* **Work to be completed**:
Please show all lines of the records that include "positive".
====== Data provided
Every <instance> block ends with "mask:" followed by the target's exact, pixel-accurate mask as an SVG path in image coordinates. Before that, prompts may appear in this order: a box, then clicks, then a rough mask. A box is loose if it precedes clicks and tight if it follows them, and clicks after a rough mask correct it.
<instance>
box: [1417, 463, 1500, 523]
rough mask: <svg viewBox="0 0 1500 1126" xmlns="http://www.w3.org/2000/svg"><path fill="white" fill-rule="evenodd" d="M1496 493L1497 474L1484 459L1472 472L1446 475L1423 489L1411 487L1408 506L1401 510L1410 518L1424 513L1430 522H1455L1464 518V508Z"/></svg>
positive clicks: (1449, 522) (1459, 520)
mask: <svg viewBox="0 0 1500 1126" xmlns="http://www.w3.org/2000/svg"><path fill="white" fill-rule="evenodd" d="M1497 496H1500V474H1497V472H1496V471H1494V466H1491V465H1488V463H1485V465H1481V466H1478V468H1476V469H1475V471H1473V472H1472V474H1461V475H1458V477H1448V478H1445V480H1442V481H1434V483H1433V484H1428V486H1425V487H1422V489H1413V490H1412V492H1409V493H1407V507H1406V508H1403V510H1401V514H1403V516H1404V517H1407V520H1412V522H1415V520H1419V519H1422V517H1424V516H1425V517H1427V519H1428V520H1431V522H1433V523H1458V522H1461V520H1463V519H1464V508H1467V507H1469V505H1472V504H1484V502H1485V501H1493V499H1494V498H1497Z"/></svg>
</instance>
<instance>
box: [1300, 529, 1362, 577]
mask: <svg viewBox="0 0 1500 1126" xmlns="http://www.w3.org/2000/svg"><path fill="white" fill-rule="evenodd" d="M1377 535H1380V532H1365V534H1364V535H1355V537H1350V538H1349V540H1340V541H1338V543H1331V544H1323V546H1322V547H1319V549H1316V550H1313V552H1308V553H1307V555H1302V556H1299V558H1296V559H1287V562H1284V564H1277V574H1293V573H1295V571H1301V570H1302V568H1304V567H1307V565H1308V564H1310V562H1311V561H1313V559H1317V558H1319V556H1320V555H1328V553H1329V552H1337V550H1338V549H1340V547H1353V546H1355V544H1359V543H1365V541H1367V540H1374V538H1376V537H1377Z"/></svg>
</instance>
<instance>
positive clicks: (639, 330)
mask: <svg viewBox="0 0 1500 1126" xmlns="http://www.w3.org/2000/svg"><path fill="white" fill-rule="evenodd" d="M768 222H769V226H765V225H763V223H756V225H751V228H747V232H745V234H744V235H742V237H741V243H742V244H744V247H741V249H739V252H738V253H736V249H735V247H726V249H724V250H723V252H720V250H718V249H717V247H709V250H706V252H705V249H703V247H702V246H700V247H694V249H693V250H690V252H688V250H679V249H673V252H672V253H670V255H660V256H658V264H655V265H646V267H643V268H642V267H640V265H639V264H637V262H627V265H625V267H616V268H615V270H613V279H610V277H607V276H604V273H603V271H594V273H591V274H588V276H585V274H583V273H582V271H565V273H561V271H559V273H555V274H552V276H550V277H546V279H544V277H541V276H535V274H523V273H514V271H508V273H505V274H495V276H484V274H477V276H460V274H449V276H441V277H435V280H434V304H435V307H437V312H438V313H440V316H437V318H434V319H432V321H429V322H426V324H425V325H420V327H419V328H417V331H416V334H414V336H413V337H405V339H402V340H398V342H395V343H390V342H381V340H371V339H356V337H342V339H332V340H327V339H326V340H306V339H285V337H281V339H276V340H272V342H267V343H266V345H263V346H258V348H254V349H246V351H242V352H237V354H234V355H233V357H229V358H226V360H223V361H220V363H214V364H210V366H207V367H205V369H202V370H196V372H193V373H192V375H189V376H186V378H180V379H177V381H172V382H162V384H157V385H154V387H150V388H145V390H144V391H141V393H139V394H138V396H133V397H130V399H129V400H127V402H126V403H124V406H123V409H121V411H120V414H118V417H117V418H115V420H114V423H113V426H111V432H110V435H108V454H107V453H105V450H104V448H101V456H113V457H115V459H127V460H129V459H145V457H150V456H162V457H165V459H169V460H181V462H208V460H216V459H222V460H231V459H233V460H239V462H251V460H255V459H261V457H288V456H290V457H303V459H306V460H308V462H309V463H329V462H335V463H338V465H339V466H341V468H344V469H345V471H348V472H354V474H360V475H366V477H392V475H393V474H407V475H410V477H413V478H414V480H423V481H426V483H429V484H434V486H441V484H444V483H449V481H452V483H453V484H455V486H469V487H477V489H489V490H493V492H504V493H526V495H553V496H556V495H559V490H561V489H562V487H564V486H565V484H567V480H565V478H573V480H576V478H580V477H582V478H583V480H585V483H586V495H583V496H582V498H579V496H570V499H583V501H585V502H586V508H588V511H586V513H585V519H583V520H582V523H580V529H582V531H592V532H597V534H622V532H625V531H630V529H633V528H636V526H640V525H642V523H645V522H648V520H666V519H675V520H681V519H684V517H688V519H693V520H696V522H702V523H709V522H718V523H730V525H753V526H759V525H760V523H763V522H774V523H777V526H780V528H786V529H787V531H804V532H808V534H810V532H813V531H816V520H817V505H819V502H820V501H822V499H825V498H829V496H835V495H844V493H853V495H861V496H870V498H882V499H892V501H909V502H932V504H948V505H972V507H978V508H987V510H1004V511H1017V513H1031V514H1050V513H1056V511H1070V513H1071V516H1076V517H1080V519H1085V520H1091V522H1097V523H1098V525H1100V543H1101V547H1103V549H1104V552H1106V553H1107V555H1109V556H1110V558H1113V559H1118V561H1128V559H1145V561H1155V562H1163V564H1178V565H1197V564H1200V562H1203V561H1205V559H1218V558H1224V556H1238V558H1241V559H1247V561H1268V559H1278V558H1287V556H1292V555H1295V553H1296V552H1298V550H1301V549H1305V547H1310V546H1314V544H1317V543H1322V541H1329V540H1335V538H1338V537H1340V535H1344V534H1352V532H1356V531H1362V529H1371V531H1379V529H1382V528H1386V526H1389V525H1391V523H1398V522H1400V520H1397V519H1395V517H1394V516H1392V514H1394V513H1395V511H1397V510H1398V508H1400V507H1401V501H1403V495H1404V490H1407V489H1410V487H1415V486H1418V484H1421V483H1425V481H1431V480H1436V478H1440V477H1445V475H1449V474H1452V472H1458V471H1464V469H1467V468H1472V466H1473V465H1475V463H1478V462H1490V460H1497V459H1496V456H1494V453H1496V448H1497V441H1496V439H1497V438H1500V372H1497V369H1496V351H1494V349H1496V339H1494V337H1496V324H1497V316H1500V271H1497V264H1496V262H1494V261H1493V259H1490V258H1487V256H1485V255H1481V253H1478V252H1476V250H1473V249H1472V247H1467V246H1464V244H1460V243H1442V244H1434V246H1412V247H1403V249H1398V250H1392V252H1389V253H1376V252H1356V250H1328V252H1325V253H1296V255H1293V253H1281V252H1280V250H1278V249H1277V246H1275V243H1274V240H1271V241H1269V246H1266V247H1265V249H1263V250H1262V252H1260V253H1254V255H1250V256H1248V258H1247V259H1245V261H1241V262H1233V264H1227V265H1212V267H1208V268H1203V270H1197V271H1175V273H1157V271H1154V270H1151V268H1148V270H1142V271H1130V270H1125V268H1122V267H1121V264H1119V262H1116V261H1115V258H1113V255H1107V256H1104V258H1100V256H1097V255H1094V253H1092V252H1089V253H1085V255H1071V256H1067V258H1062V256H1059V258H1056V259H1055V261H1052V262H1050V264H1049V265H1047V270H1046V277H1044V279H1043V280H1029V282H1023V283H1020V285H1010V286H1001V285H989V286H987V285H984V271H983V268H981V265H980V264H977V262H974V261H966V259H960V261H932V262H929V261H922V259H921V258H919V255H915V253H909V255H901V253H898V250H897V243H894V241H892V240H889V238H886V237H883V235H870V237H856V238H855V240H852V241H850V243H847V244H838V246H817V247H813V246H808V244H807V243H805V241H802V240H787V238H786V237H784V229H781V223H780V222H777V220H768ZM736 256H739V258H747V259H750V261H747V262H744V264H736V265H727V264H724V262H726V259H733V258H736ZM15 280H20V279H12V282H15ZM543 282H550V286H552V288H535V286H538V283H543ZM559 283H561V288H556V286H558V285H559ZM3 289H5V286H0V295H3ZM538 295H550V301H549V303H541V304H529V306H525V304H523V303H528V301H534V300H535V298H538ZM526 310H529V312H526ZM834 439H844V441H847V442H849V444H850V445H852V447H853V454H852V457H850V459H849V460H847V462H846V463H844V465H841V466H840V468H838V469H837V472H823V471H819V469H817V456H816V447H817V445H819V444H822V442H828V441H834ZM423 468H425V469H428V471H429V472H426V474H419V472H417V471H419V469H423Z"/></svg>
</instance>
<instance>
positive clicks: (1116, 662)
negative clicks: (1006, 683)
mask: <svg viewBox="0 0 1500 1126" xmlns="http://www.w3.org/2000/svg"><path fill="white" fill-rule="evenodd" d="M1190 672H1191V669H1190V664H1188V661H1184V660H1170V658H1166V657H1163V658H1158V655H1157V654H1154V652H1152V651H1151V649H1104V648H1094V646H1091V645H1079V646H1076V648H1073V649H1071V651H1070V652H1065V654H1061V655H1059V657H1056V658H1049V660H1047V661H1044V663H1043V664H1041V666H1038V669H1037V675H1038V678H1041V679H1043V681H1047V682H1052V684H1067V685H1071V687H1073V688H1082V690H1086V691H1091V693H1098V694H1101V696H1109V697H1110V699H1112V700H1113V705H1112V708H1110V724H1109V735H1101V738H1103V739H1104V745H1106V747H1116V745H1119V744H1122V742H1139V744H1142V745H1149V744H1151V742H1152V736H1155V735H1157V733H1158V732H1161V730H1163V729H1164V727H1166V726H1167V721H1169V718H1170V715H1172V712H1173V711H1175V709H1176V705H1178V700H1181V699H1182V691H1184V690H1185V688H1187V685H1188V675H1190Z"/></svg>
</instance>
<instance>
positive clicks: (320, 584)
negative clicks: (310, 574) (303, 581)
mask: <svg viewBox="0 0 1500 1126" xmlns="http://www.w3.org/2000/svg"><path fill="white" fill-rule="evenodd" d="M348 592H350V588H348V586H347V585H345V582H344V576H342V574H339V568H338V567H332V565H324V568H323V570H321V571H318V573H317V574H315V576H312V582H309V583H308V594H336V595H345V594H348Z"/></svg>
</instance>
============
* **Written answer**:
positive clicks: (1449, 522) (1459, 520)
positive clicks: (639, 330)
positive clicks: (1116, 662)
positive clicks: (320, 584)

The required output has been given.